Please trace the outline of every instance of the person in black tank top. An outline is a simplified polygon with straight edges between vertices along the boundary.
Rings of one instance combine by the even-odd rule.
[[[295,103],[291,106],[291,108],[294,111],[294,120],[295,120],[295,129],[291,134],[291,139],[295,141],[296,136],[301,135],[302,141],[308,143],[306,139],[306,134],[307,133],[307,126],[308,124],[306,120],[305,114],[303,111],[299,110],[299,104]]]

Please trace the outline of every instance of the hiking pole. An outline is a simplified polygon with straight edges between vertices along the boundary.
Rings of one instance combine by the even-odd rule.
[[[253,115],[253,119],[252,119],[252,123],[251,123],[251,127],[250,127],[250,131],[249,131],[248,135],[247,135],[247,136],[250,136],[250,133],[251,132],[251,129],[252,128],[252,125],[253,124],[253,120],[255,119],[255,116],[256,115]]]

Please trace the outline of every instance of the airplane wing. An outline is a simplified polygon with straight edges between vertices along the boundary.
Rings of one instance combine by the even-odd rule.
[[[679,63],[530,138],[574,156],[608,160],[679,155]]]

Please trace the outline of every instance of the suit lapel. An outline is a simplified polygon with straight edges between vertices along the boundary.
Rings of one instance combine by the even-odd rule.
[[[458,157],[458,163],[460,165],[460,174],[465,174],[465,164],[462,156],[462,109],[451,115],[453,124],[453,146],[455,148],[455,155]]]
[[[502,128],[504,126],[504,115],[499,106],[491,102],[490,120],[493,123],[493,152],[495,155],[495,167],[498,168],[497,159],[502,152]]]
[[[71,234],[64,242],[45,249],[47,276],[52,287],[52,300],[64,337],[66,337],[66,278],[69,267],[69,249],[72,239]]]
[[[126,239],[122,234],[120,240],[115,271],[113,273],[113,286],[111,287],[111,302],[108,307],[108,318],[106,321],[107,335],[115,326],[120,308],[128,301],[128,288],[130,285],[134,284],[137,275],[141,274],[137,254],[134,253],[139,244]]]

- **Exercise directions**: Copy the rows above word for word, starting at the first row and continuing through the line that holds "[[[679,63],[530,138],[574,156],[608,160],[679,155]]]", with that line included.

- **Result of this task**:
Please trace the outline of every instance of the person in black tank top. An outline is a simplified polygon with straight edges between vertices along the boundary.
Rings of one instance combine by the even-odd rule.
[[[295,103],[291,106],[291,108],[294,111],[294,120],[295,120],[295,129],[291,134],[291,139],[295,141],[296,136],[301,135],[302,141],[308,143],[306,139],[306,134],[307,133],[307,126],[308,124],[306,120],[305,114],[303,111],[299,110],[299,104]]]

Please trace the outline of every instance of the hiking pole. An outline is a simplified polygon with straight edges between vertices along the boundary.
Rings of one instance combine by the even-odd rule.
[[[253,115],[253,119],[252,119],[252,123],[251,123],[251,127],[250,127],[250,131],[249,131],[248,135],[247,135],[247,136],[250,136],[250,133],[251,132],[251,129],[252,128],[252,125],[253,124],[253,120],[255,119],[255,116],[256,115]]]

Please trace the outline of every instance of the airplane wing. An outline is a simplified polygon with straight edges between vertices along the boundary.
Rings of one instance combine by the even-odd rule.
[[[679,63],[530,138],[574,156],[608,160],[679,155]]]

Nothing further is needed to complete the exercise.